* **SOAL TERTULIS A**
Tampilkan semua baris catatan yang mengandung kata "tail".

Thursday, May 9, 2019

Pengertian Konformitas dalam Psikologi Sosial


A. PENGARUH SOSIAL
Pengaruh sosial adalah usaha untuk mengubah sikap, kepercayaan (belief), persepsi, atau tingkah laku orang lain. Ada tiga bentuk pengaruh sosial yang dikenal dalam psikologi sosial, diantaranya adalah konformitas, complience, dan obedience. Dalam konformitas individu mengubah sikap dan tingkah lakunya agar sesuai dengan norma sosial, dengan kata lain ada tekanan dari kelompok untuk bertingkah laku dengan cara-cara tertentu. Dalam complience individu melakukan suatu tingkah laku atas permintaan orang lain. Sementara dalam obedience individu melakukan tingkah laku atas perintah orang lain.
Pengaruh sosial dapat memberikan dampak positif dan  dampak negatif terhadap perilaku individu. Masyarakat dapat terbentukdengan tatanan sosial yang teratur karena kecenderungan manusia untuk mengikuti aturan-aturan yang ada di lingkungan sosial. Namun, kecenderungan itu tidak selalu berarti pada hal-hal yang positif saja. Manusia juga dapat terpengaruh oleh lingkungan sosial untuk melakukan perilaku negatif. Seperti konformitaspada perilaku tawuran, atau kepatuhan buta dalam destructive obedience.

B. KONFORMITAS
a. Definisi Konformitas
Tekanan untuk melakukan konformitas berakar dari kenyataan bahwa diberbagai korteks ada aturan-aturan eksplisit ataupun tak terucap yang mengindikasikan bagaimanan kita seharusnya atau sebaiknya bertingkah laku. Aturan-aturan ini dikenal sebagai norma sosial (social norm), dan aturan-aturan ini sering kali menimbulkan efek yang kuat pada tingkah laku kita.Jenis norma yang memberitahu kita apa yang seharusnya kita lakukan pada situasi tertentu.
Deaux, (dalam Zebua dan Nurdjayadi, 2001:75) mengemukakan bahwa konformitas berarti tunduk pada tekanan kelompok meskipun tidak ada permintaan langsung untuk mengikuti apa yang telah diperbuat oleh kelompok. Sarwono (1995:206) mendefinisikan konformitas sebagai usaha dari individu untuk selalu selaras dengan norma-norma yang diharapkan oleh kelompok.
Myers (1999:203) mengemukakan bahwa konformitas merupakan perubahan perilaku sebagai akibat dari tekanan kelompok. Ini terlihat dari kecenderungan remaja untuk selalu menyamakan perilakunya dengan kelompok acuan sehingga dapat terhindar dari celaan maupun keterasingan. Sears (1994:76) berpendapat bahwa bila seseorang menampilkan perilaku tertentu karena disebabkan oleh karena orang lain menampilkan perilaku tersebut, disebut konformitas.

* **CATATAN YANG DISEDIAKAN**
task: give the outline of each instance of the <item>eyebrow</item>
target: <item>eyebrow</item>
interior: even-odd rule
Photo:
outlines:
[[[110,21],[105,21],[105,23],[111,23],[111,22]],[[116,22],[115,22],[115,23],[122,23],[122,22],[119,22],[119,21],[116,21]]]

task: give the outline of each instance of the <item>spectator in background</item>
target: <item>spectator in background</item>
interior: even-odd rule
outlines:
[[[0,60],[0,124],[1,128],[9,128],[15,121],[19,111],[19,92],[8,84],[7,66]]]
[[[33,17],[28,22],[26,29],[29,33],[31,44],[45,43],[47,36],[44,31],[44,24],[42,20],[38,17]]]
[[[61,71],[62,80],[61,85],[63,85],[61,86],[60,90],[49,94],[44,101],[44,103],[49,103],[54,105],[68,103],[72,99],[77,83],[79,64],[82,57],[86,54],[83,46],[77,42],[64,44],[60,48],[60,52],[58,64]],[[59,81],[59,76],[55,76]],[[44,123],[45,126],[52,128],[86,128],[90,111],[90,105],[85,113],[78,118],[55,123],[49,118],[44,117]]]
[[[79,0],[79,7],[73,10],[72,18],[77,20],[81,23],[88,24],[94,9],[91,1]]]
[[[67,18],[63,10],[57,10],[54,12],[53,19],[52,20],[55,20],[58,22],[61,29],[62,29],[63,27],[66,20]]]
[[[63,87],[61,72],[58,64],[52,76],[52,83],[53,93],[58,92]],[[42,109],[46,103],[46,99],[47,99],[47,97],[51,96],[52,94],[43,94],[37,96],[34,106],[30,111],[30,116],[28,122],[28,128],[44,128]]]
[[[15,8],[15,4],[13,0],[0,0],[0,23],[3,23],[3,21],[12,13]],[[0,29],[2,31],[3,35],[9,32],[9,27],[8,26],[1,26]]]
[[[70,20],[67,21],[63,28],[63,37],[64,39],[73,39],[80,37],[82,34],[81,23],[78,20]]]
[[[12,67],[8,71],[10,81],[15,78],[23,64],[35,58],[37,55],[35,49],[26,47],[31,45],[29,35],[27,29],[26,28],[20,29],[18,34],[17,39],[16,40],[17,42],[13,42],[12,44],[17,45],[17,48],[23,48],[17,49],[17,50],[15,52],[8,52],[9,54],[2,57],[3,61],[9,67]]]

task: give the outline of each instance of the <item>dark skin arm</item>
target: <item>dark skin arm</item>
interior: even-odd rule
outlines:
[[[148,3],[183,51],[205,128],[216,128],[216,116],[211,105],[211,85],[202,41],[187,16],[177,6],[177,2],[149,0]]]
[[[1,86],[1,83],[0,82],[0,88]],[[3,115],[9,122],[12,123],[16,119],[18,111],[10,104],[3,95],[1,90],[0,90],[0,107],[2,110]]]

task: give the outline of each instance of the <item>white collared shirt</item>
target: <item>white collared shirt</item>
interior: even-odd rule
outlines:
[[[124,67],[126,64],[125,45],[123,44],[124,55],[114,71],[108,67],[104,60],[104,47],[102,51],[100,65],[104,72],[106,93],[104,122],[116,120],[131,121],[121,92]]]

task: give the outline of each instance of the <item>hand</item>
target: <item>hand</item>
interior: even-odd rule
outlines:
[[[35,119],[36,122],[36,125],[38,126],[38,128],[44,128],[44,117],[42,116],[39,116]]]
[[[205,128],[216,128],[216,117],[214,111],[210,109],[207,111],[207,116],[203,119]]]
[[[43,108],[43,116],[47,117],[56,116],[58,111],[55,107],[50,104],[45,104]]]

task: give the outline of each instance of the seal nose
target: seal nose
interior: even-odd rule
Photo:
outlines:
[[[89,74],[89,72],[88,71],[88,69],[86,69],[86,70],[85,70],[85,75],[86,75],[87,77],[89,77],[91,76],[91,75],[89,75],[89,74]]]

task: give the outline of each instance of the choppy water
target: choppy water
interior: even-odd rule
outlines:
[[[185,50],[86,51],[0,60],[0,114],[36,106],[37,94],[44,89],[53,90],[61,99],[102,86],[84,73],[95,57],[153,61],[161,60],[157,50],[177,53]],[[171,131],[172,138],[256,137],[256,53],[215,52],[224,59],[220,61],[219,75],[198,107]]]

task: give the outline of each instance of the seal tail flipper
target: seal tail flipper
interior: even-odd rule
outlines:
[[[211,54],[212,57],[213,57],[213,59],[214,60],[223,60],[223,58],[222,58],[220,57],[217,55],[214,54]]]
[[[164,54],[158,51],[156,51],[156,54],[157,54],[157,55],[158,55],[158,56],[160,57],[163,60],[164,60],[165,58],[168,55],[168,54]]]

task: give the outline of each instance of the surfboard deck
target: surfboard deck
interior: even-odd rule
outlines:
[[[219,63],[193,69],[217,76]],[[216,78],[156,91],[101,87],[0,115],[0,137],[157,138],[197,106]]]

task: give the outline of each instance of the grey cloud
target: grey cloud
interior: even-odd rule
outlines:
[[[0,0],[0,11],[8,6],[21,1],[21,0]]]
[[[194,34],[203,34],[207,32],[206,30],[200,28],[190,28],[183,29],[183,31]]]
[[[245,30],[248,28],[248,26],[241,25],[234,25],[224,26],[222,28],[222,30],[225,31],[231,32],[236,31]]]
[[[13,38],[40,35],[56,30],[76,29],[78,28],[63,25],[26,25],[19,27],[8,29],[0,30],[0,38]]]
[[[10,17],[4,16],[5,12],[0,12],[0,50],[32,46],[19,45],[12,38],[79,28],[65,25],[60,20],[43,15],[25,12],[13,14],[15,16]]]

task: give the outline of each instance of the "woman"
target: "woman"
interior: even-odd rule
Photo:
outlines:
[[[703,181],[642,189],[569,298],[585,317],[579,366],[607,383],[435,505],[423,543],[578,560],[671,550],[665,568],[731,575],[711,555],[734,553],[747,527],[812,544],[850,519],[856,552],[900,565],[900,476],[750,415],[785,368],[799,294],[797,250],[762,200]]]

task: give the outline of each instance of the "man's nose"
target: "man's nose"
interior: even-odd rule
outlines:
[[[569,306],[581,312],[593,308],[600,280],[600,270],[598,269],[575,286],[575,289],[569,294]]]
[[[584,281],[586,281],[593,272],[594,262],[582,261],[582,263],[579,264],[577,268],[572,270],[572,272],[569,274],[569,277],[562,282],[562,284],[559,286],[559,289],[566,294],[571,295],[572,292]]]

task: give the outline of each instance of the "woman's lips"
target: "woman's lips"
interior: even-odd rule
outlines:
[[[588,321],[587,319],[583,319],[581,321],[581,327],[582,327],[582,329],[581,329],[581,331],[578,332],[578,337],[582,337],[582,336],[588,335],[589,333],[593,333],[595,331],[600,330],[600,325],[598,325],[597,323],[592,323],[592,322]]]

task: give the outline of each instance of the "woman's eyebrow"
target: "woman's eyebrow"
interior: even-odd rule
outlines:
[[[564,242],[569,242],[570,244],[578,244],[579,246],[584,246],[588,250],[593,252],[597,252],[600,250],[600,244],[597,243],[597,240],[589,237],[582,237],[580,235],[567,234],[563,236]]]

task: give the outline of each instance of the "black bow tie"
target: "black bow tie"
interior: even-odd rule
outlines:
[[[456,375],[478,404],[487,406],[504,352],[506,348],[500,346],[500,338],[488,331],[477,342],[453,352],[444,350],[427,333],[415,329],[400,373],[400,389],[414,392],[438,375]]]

* **SOAL TERTULIS B**
Menurut teks tentang konformitas di atas, bagaimana Myers (1999:203) mengartikan konformitas?

* **PENYELESAIAN SOAL A**
task: give the outline of each instance of the seal tail flipper
target: seal tail flipper

* **PENYELESAIAN SOAL B**
Myers mengartikan konformitas sebagai perubahan perilaku sebagai akibat dari tekanan kelompok.